→ **REQUIRED TASK**
Write out every one of the lines below as a numbered list, skipping any blank lines. Leave the pictures out of your answer.

→ **EXTRACTED INFORMATION**
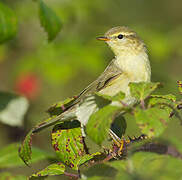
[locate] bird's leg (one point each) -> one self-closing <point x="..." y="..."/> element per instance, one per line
<point x="118" y="143"/>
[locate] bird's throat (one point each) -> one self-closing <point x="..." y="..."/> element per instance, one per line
<point x="137" y="67"/>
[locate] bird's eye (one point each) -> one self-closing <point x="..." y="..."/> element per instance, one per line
<point x="120" y="36"/>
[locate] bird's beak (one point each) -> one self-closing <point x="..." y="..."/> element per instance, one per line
<point x="103" y="38"/>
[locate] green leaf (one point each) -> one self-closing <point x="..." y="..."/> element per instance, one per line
<point x="100" y="172"/>
<point x="152" y="121"/>
<point x="9" y="176"/>
<point x="156" y="166"/>
<point x="145" y="165"/>
<point x="49" y="21"/>
<point x="142" y="90"/>
<point x="9" y="156"/>
<point x="180" y="86"/>
<point x="8" y="23"/>
<point x="59" y="107"/>
<point x="51" y="170"/>
<point x="168" y="99"/>
<point x="69" y="144"/>
<point x="99" y="123"/>
<point x="25" y="151"/>
<point x="12" y="109"/>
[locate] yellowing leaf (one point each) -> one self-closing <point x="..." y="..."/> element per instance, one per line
<point x="99" y="123"/>
<point x="69" y="145"/>
<point x="152" y="121"/>
<point x="51" y="170"/>
<point x="8" y="23"/>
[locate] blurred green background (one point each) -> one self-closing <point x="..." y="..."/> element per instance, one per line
<point x="49" y="72"/>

→ **SOLUTION**
1. [locate] bird's leg (one point each) -> one self-closing <point x="..." y="..."/> element per instance, one per line
2. <point x="118" y="143"/>
3. [locate] bird's throat (one point each) -> one self-closing <point x="..." y="..."/> element per instance, one per line
4. <point x="137" y="67"/>
5. [locate] bird's eye (one point each) -> one self-closing <point x="..." y="..."/> element per instance, one per line
6. <point x="120" y="36"/>
7. [locate] bird's beak (one point each) -> one self-closing <point x="..." y="..."/> element per instance, one per line
8. <point x="103" y="38"/>
9. [locate] green leaf (one point each) -> one self-closing <point x="..." y="..."/> element per instance, one per line
10. <point x="100" y="172"/>
11. <point x="152" y="121"/>
12. <point x="9" y="176"/>
13. <point x="156" y="166"/>
14. <point x="145" y="165"/>
15. <point x="49" y="21"/>
16. <point x="142" y="90"/>
17. <point x="9" y="156"/>
18. <point x="180" y="86"/>
19. <point x="8" y="23"/>
20. <point x="59" y="107"/>
21. <point x="51" y="170"/>
22. <point x="168" y="99"/>
23. <point x="69" y="144"/>
24. <point x="99" y="123"/>
25. <point x="25" y="151"/>
26. <point x="12" y="109"/>
27. [locate] yellowing leaf (one point each) -> one self-closing <point x="..." y="..."/> element per instance, one per line
28. <point x="99" y="123"/>
29. <point x="69" y="145"/>
30. <point x="152" y="121"/>
31. <point x="51" y="170"/>
32. <point x="8" y="23"/>
33. [locate] blurred green background (one point each) -> one self-closing <point x="..." y="..."/> element per instance, one per line
34. <point x="49" y="72"/>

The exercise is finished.